### Stated goal
Please write out the part of the listing that opens with the line containing "Scan the photo. Do you find any large" and closes with the line containing "[35, 32, 150, 95]", replacing "video wall" with "monitor wall" and leaving everything else unchanged.

** Start of Task material **

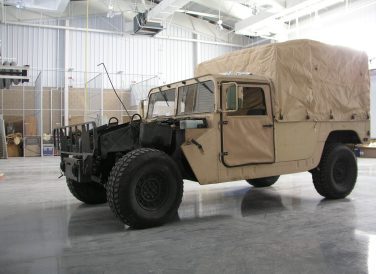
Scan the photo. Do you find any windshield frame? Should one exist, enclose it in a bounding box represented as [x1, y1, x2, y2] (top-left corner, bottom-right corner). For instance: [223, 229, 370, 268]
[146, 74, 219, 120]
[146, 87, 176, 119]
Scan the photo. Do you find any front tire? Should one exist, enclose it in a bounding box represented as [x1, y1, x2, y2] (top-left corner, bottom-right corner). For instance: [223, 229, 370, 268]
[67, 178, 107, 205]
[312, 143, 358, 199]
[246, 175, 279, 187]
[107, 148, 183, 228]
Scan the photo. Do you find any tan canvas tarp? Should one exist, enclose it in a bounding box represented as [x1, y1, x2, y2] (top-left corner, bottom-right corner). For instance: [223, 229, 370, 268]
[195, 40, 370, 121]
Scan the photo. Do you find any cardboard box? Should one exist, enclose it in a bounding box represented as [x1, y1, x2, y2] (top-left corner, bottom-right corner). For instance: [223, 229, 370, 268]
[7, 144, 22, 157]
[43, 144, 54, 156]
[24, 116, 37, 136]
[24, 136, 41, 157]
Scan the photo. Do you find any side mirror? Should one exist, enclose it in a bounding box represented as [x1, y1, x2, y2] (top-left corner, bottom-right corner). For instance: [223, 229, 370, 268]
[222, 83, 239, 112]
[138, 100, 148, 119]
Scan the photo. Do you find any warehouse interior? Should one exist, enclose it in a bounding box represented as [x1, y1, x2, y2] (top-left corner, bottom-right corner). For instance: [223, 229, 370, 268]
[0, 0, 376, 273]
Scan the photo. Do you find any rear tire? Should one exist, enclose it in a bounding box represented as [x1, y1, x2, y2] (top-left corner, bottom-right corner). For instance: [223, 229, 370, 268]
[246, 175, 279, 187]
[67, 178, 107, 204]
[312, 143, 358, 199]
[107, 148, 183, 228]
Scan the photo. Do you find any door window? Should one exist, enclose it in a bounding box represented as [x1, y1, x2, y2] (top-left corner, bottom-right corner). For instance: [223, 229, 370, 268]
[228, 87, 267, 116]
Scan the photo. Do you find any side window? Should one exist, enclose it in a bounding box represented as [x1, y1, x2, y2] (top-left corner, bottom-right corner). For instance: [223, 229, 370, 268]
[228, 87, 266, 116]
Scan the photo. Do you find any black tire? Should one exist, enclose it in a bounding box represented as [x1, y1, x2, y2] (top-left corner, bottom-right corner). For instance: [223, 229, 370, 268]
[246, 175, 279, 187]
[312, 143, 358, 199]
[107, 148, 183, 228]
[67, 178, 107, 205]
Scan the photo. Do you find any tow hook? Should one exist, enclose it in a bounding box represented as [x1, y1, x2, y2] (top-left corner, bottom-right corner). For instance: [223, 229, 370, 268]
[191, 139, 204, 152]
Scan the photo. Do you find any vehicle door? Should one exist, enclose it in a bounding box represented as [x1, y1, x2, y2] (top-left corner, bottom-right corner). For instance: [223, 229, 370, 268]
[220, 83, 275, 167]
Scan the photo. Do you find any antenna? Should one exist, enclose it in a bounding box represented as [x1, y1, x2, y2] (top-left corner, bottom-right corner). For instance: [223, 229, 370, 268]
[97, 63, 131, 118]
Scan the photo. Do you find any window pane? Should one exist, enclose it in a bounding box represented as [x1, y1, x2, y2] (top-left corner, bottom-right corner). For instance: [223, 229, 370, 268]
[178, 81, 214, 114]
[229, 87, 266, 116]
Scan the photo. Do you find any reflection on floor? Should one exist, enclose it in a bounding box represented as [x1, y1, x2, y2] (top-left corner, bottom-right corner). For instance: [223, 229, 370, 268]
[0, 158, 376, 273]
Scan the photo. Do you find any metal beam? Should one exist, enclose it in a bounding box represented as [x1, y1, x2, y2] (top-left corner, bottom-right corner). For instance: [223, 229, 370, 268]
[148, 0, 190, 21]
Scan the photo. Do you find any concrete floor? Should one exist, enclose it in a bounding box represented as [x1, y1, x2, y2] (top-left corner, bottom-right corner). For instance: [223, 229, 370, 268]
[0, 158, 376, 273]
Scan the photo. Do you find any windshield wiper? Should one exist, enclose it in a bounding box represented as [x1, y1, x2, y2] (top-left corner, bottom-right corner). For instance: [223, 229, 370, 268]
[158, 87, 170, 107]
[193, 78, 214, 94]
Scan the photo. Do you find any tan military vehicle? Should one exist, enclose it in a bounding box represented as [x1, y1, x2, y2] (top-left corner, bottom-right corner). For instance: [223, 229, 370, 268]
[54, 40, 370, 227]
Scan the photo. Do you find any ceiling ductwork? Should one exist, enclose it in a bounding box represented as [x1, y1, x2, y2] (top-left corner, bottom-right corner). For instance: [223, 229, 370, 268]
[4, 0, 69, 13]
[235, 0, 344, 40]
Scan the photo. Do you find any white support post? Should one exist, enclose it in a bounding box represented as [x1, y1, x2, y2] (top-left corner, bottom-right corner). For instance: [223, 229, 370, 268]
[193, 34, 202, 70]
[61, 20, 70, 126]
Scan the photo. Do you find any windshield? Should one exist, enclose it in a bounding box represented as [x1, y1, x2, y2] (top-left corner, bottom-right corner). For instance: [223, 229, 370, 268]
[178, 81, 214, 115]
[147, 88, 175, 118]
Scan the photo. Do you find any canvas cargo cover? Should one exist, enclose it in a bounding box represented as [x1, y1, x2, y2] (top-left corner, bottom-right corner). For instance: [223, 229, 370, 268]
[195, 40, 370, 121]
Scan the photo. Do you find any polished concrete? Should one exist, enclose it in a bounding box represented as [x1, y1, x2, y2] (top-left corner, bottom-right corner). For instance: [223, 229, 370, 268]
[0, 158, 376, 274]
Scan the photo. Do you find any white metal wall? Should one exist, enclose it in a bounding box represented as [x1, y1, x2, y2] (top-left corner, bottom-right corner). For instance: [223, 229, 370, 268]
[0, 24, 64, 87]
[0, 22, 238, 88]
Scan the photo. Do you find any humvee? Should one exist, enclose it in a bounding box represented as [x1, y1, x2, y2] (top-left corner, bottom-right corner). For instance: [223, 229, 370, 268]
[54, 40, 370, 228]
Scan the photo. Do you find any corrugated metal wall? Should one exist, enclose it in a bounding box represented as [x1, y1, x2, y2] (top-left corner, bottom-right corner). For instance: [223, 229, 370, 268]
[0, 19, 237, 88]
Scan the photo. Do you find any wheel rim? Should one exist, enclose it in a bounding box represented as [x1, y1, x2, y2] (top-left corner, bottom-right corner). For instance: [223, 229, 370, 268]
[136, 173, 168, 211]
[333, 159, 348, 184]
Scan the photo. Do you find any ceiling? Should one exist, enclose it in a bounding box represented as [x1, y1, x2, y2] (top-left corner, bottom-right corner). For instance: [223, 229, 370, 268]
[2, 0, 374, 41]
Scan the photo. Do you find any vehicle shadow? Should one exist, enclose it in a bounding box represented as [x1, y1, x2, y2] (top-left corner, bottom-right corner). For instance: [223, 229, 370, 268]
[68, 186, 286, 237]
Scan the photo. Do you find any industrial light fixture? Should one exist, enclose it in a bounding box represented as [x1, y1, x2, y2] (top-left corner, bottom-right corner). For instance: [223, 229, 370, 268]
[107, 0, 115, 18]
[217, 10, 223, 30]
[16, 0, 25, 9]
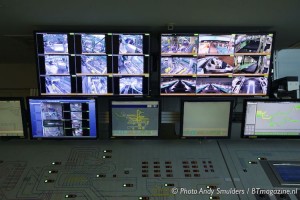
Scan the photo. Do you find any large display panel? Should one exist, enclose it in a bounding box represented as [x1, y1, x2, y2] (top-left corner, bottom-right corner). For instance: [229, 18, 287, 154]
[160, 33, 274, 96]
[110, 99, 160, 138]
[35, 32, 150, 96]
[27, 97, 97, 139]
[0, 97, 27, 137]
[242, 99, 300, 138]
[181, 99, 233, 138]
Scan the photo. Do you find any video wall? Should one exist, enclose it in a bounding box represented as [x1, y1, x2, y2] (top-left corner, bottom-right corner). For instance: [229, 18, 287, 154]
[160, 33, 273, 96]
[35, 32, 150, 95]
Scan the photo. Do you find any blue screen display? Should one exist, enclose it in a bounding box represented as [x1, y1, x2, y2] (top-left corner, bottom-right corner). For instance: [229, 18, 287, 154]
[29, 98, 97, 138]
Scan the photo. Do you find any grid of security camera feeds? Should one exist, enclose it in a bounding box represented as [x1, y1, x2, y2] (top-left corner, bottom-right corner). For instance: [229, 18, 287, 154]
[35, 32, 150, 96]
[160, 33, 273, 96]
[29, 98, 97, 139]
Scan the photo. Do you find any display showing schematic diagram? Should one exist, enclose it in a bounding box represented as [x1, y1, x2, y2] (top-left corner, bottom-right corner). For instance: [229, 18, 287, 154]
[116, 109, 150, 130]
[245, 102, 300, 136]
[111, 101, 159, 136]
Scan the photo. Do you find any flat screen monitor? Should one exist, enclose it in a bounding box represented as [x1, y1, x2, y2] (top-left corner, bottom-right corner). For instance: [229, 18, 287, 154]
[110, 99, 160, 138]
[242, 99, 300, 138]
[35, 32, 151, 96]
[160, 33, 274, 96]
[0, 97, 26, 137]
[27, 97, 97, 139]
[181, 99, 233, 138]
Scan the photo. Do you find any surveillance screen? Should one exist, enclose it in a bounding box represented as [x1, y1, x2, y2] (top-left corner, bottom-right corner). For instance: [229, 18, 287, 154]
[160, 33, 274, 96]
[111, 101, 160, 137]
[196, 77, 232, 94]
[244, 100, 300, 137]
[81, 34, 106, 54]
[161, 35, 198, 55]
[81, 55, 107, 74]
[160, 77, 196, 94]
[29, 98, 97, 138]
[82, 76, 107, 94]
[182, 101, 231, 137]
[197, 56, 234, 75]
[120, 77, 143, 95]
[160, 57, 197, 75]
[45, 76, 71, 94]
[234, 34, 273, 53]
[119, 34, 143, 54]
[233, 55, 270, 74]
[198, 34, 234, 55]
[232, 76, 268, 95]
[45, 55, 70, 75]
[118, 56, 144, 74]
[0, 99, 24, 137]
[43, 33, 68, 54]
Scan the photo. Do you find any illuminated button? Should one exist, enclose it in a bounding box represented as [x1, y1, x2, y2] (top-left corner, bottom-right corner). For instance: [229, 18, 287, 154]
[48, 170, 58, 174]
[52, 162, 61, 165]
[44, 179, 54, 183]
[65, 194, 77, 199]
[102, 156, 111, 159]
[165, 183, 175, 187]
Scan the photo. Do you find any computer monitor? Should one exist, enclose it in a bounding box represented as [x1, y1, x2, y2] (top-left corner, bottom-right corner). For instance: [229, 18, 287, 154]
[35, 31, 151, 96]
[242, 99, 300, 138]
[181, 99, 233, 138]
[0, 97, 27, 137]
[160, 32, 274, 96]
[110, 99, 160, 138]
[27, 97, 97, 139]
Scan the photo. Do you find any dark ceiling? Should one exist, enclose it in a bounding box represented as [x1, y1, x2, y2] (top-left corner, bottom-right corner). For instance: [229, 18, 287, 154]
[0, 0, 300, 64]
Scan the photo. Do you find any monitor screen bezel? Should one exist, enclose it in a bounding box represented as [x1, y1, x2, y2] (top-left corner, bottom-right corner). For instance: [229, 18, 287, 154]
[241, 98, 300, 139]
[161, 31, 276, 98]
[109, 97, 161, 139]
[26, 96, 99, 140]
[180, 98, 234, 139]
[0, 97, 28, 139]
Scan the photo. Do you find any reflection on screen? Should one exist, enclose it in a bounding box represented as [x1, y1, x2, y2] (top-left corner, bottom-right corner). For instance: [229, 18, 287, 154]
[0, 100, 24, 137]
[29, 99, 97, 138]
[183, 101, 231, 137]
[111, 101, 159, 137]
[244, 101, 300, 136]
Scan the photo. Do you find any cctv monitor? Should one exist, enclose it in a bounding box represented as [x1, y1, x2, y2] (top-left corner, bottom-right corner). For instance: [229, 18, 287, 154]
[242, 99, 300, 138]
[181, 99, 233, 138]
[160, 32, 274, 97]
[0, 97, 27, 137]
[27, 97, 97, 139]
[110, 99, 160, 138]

** End of Task material **

### Task solution
Scan the photo. Do you find any large display panel? Should one exist, enclose it in a bounding box represented as [x1, y1, x2, y2] (top-left corner, bottom-right corner). For instance: [229, 18, 287, 154]
[160, 33, 274, 96]
[110, 99, 160, 138]
[35, 32, 150, 96]
[27, 97, 97, 139]
[0, 97, 27, 137]
[242, 99, 300, 138]
[181, 99, 233, 138]
Scan the photo. Do you find any monitor wall? Should one exist, enclose it in a bounding box represented as [x1, y1, x2, y2] (top-left corner, bottom-right corner). For instance: [229, 18, 287, 154]
[160, 33, 273, 96]
[35, 32, 150, 95]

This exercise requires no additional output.